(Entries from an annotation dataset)
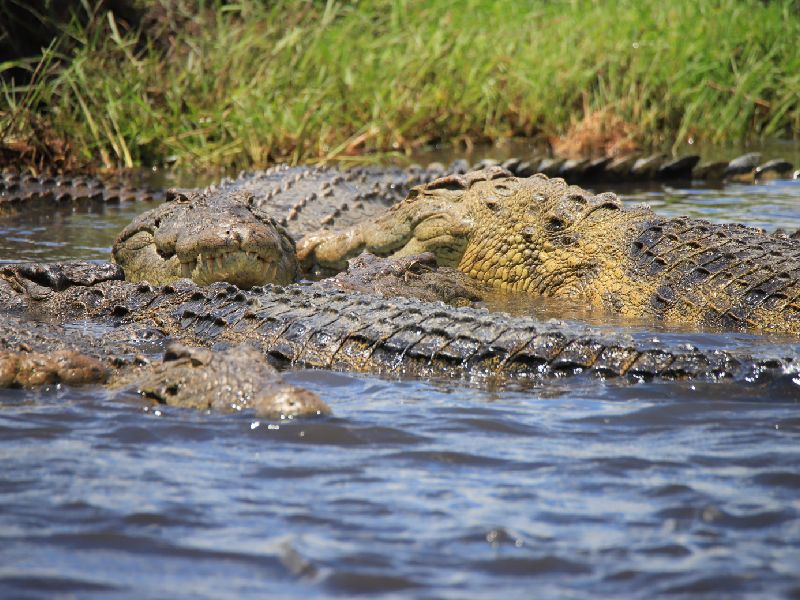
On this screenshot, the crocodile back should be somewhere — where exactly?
[209,165,441,239]
[630,217,800,333]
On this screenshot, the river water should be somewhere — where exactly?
[0,162,800,598]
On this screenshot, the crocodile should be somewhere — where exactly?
[297,167,800,334]
[112,165,456,287]
[0,304,330,418]
[0,152,800,213]
[0,257,797,389]
[0,170,164,216]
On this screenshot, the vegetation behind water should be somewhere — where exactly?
[0,0,800,168]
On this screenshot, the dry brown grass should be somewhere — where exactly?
[550,109,639,158]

EXERCISE REQUIREMENTS:
Put the lines of the entries above into a Markdown table with two columns, Num and Line, giving each line's number and its text, and omit blank lines. Leave the pictures out.

EXERCISE RESULT:
| Num | Line |
|---|---|
| 1 | On this screenshot, the crocodile back should be somewhere — where exactly? |
| 2 | [209,165,441,239] |
| 3 | [630,217,800,333] |
| 4 | On this screenshot, the river water should be somewhere — where exactly? |
| 5 | [0,162,800,598] |
| 6 | On this screenshot, the crocodile should be somewhere — where exactly? |
| 7 | [297,167,800,334] |
| 8 | [112,165,456,287] |
| 9 | [0,304,330,418] |
| 10 | [0,152,800,213] |
| 11 | [0,257,797,389] |
| 12 | [0,170,164,216] |
| 13 | On this screenshot, the vegetation behind water should be somewhere — where exactly? |
| 14 | [0,0,800,168] |
| 15 | On this screenshot, the dry brown grass should be somewhere — where exactly? |
| 16 | [550,109,639,158] |